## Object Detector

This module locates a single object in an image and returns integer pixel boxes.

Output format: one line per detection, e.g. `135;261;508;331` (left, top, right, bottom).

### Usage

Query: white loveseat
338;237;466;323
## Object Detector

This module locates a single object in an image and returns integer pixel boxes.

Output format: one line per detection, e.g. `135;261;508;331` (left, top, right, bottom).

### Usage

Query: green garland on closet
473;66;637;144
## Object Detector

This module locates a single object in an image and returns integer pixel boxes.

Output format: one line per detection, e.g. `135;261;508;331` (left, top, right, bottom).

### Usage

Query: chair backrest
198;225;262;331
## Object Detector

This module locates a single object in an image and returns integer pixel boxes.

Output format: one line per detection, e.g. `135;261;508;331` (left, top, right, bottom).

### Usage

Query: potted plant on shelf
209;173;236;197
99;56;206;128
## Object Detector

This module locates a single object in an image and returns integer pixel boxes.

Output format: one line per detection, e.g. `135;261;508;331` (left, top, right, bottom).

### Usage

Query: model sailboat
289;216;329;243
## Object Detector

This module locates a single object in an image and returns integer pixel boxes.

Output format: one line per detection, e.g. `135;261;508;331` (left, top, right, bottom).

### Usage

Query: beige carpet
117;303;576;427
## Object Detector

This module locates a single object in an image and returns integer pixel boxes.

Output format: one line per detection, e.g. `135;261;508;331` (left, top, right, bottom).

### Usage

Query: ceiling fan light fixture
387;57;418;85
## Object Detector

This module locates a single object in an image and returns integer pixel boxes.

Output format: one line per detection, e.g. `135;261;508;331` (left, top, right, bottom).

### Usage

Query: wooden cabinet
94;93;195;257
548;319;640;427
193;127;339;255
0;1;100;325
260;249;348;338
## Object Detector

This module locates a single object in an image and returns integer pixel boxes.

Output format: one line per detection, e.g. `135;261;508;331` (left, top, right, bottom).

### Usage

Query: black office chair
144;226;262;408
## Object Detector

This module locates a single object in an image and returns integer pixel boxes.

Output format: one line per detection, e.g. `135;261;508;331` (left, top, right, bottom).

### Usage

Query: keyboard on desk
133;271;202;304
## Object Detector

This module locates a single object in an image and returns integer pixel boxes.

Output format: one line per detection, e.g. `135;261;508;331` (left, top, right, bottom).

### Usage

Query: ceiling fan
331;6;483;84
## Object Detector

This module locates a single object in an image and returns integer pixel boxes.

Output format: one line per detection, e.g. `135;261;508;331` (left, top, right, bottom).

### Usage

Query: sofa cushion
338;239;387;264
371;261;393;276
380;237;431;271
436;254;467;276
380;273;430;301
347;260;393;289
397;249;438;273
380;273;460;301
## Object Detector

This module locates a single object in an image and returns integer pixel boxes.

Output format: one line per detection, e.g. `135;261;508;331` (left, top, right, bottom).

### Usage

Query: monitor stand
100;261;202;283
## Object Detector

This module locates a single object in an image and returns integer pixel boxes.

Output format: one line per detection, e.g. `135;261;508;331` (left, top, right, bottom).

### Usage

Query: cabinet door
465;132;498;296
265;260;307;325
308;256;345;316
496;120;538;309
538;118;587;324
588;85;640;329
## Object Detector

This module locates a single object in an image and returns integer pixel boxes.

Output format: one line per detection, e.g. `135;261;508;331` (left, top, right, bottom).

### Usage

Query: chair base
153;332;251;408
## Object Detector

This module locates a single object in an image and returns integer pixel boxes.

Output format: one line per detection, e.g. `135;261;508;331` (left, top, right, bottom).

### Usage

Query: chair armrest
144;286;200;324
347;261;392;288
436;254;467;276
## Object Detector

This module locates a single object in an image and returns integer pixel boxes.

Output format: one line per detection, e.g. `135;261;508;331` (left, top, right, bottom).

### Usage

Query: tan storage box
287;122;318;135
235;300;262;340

» **TASK**
Rewrite the material from its beginning through the line containing "117;303;576;427", with "Query" replaced by "Prompt" and nothing else changed.

» **ANSWER TO THIS PROBLEM**
## Object Detector

This module locates a single object in an image and returns integer pixel boxes.

Output format: one line per detection, e.g. `135;261;508;331` (left, top, right, bottom).

### Usage

Prompt: white loveseat
338;237;466;323
## Object Detector

This module locates a single object in an image and returns integer pixel boxes.

Output format: one line per detection, e.g. `135;261;508;331` (left, top, right, bottom).

### Usage

Prompt: green garland on closet
473;66;637;144
## Object Detector

This module locates a single object in an image and returns integer pixel boxes.

Output format: one line per detection, e.g. `135;261;508;331` (left, top, right, bottom).

### Usage

Prompt: chair backrest
198;225;262;331
## Object Detector

This module locates a single object in an image and returns integer pixel boxes.

Output format: one line per detection, e.g. `135;261;508;331` (left, top, right, bottom).

### Usage

Prompt: potted plant on shelf
209;173;236;197
99;56;206;128
## Object Detector

This module locates a single object in an image and returns integer pixel boxes.

Output format: one line per detection, e.g. `135;261;508;331` (left, top, right, bottom).

### Usage

Prompt: model sailboat
289;216;329;243
## Object Detector

This module locates a single object in an image and returns integer pixel boxes.

Output format: one line per detection, e.g. `135;261;508;331` (left, top, right, bottom).

### Usage

Prompt: beige carpet
117;303;576;427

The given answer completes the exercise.